— START OF Source data —

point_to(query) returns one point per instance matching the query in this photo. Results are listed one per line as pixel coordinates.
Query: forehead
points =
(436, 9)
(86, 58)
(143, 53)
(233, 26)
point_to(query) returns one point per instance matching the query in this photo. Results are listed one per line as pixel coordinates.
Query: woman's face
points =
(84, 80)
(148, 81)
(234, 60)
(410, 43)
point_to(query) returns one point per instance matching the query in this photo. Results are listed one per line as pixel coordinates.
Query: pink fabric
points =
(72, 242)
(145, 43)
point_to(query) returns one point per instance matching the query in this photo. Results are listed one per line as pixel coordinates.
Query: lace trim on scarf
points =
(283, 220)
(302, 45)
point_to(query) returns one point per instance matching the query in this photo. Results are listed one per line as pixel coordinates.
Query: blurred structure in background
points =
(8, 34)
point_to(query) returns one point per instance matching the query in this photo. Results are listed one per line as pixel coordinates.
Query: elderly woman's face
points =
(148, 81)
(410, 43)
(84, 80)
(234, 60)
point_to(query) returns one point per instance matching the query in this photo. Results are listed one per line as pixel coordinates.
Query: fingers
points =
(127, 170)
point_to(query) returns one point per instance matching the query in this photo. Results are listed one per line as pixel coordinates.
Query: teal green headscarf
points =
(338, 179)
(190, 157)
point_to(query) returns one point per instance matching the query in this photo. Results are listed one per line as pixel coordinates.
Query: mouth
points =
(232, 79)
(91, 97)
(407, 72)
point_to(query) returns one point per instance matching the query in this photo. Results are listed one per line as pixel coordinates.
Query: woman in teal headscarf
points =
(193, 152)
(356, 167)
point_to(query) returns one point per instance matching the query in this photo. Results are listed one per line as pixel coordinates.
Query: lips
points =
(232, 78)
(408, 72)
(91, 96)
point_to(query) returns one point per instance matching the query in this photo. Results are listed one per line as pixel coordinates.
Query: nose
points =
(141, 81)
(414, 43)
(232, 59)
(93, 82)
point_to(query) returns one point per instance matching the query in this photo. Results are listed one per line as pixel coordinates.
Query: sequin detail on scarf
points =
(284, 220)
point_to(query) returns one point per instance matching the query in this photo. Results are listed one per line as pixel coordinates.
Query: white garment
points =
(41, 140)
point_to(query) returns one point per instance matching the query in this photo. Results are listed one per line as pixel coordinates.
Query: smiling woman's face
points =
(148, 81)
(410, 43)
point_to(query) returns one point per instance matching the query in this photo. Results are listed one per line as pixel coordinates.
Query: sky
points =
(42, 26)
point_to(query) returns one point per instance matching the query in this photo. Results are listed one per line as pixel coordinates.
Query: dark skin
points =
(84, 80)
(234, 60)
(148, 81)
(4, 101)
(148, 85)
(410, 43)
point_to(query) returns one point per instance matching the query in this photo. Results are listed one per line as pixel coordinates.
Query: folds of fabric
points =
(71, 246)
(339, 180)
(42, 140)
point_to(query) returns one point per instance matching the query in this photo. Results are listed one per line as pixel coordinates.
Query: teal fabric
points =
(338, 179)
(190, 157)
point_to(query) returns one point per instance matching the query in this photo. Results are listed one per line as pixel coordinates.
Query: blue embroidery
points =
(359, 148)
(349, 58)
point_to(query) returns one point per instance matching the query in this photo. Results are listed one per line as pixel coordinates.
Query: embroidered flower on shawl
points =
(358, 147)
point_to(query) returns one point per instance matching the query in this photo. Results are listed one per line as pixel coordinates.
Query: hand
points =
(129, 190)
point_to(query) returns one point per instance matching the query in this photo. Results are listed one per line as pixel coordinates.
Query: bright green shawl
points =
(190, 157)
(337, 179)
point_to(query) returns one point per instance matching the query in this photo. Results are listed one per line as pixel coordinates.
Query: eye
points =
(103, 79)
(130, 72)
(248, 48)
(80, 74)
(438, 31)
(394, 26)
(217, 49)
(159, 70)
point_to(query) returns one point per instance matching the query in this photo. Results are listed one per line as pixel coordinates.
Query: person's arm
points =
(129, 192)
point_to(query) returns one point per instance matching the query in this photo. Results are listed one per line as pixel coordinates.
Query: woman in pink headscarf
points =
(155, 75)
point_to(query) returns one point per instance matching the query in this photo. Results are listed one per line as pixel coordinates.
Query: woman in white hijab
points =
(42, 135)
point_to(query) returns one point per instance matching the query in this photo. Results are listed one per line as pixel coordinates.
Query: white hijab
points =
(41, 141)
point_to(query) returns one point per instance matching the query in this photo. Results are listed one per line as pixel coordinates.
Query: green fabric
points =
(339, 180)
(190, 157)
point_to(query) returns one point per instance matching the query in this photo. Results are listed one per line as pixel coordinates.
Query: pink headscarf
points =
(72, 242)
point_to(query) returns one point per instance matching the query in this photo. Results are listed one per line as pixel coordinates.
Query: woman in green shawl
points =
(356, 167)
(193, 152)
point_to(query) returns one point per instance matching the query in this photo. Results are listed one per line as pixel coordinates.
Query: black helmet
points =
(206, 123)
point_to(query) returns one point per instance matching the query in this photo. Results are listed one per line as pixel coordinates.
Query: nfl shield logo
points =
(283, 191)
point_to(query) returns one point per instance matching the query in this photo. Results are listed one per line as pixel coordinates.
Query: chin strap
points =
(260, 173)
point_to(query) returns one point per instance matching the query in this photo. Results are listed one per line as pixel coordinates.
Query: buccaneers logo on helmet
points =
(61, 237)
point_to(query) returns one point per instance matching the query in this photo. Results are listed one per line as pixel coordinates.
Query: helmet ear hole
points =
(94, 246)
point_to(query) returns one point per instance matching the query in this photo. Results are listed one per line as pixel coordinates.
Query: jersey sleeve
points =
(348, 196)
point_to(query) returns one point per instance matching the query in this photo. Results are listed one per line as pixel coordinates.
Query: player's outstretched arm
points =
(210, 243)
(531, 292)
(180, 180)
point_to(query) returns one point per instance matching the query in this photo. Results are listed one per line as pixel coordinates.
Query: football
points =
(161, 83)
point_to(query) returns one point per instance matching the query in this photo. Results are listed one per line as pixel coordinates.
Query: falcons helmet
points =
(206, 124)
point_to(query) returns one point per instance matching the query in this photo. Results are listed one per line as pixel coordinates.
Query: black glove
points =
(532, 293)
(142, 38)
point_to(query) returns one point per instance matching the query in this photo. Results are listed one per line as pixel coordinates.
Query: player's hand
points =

— END OF Source data —

### What the task requires
Give the records above again, word for word.

### The output
point_to(query) returns one point per instance matching the query in this photo. Results are listed one per line as pixel coordinates.
Query: forehead
points =
(436, 9)
(86, 58)
(143, 53)
(233, 26)
point_to(query) returns one point per instance matching the query in this photo. Results are listed one per line as pixel coordinates.
Query: woman's face
points =
(84, 80)
(148, 81)
(234, 60)
(410, 43)
point_to(query) returns one point per instance matching the query in this photo. Results are listed one per line as pixel coordinates.
Query: pink fabric
points =
(72, 242)
(145, 43)
point_to(query) returns one point per instance matching the query in this photo. Results are listed one per line as pixel coordinates.
Query: lace trim on scarf
points =
(283, 220)
(302, 45)
point_to(query) returns one point per instance matching the query in this photo. Results are listed one per line as pixel coordinates.
Query: blurred structure in background
points =
(8, 34)
point_to(query) returns one point per instance matching the query in this photo. Results are listed one per line as pixel coordinates.
Query: elderly woman's face
points =
(148, 81)
(410, 43)
(84, 80)
(234, 60)
point_to(query) returns one point per instance matching the query in this photo. Results are listed one per line as pixel coordinates.
Query: fingers
points =
(127, 170)
point_to(query) returns one point per instance matching the query in this photo. Results are listed one per line as pixel coordinates.
Query: teal green headscarf
points =
(338, 179)
(190, 157)
point_to(query) returns one point per instance matching the query in this photo. Results are listed one per line as pixel coordinates.
Query: mouth
points =
(232, 79)
(91, 97)
(407, 72)
point_to(query) returns one point per instance matching the query in this photo. Results are listed one per line as pixel coordinates.
Query: woman in teal headscarf
points =
(193, 152)
(356, 167)
point_to(query) returns one point per instance matching the query in this photo. Results are listed one per line as pixel coordinates.
Query: lips
points =
(232, 78)
(408, 72)
(91, 96)
point_to(query) returns one point per instance matching the query in this photo. Results are listed one per line as pixel coordinates.
Query: nose
points =
(141, 81)
(414, 43)
(232, 59)
(93, 82)
point_to(query) returns one point per instance matching the query in this photo. Results are listed one per line as pixel coordinates.
Query: sequin detail on scarf
points =
(284, 220)
point_to(query) returns one point per instance matching the query in this photo. Results are listed one per line as pixel coordinates.
Query: white garment
points =
(41, 140)
point_to(query) returns one point per instance matching the query in this photo. Results are listed one per line as pixel coordinates.
Query: smiling woman's face
points =
(148, 81)
(410, 43)
point_to(query) returns one point per instance matching the query in this photo. Results are listed one per line as pixel coordinates.
Query: sky
points =
(42, 26)
point_to(query) returns one point per instance matching the query in this photo. Results are listed one per line as pixel coordinates.
Query: dark skin
points =
(84, 80)
(234, 60)
(148, 81)
(4, 101)
(148, 85)
(410, 43)
point_to(query) returns one point per instance matching the query in this photo. Results are listed one per line as pixel coordinates.
Query: folds of fabric
points =
(71, 246)
(339, 180)
(42, 140)
point_to(query) returns one point per instance matching the query in this photo. Results are listed one per line as pixel coordinates.
Query: teal fabric
points =
(338, 179)
(190, 157)
point_to(query) returns one point per instance matching the query in this photo. Results are listed one per line as pixel coordinates.
Query: blue embroidery
points =
(359, 148)
(349, 58)
point_to(query) returns one point per instance matching the query in this photo. Results are listed one per line as pixel coordinates.
Query: embroidered flower on shawl
points =
(358, 147)
point_to(query) returns one point per instance matching the query in this photo. Results are listed one per line as pixel coordinates.
Query: hand
points =
(129, 190)
point_to(query) returns one point per instance matching the query in this photo. Results are listed one per line as pixel coordinates.
Query: bright green shawl
points =
(190, 157)
(337, 179)
point_to(query) returns one point per instance matching the query in this photo. Results are listed one per line as pixel coordinates.
Query: eye
points =
(103, 79)
(130, 72)
(248, 48)
(80, 74)
(438, 31)
(394, 26)
(217, 49)
(159, 70)
point_to(query) returns one point per instance matching the query in this photo. Results are listed one per line as pixel coordinates.
Query: person's arm
points =
(129, 192)
point_to(query) returns one point per instance matching the query in this photo. Results are listed one per line as pixel coordinates.
Query: woman in pink headscarf
points =
(155, 75)
point_to(query) returns one point per instance matching the query in this photo. Results are listed one per line as pixel coordinates.
Query: woman in white hijab
points =
(42, 135)
point_to(query) returns one point per instance matching the query in this photo. Results are listed one per line as pixel coordinates.
Query: white hijab
points =
(41, 141)
point_to(query) returns one point per instance matching the query in this photo. Results are listed one per line as pixel coordinates.
Query: green fabric
points =
(339, 180)
(190, 157)
point_to(query) returns one point per instance matching the query in this photo. Results are listed one per line as pixel coordinates.
Query: pink headscarf
points =
(72, 242)
point_to(query) returns one point per instance matching the query in this photo. Results are listed one per line as pixel coordinates.
Query: woman in green shawl
points =
(356, 167)
(193, 152)
point_to(query) returns one point per instance matching the query in this photo. Results are listed one per line as pixel coordinates.
Query: black helmet
points =
(206, 123)
point_to(query) returns one point per instance matching the query in this photo. Results are listed one per line as pixel coordinates.
Query: nfl shield logo
points =
(283, 191)
point_to(query) returns one point per instance matching the query in this photo. Results are listed one per line as pixel coordinates.
Query: chin strap
points =
(260, 173)
point_to(query) returns one point per instance matching the query in this photo. Results are listed one per line as pixel coordinates.
Query: buccaneers logo on helmet
points =
(61, 237)
point_to(query) returns one point per instance matching the query in this photo. Results are listed one per line as pixel coordinates.
Query: helmet ear hole
points =
(94, 246)
point_to(query) returns one point per instance matching the query in this photo. Results are listed one per line as pixel coordinates.
Query: jersey sleeve
points =
(348, 196)
point_to(query) returns one point per instance matching the query in this photo. Results are listed one per line as pixel coordinates.
Query: player's outstretched arm
points =
(210, 243)
(531, 292)
(180, 180)
point_to(query) returns one point per instance matching the query in this photo. Results are listed one per line as pixel coordinates.
Query: football
points =
(161, 83)
point_to(query) returns one point per instance matching the query in this photo. Results are listed one per line as pixel coordinates.
Query: falcons helmet
points =
(206, 124)
point_to(query) returns one point per instance matching the query in this photo. Results are listed one per line as pixel coordinates.
Query: black glove
points =
(532, 293)
(142, 38)
point_to(query) returns one point per instance matching the query in this photo. Results are listed one per line as pixel coordinates.
Query: player's hand
points =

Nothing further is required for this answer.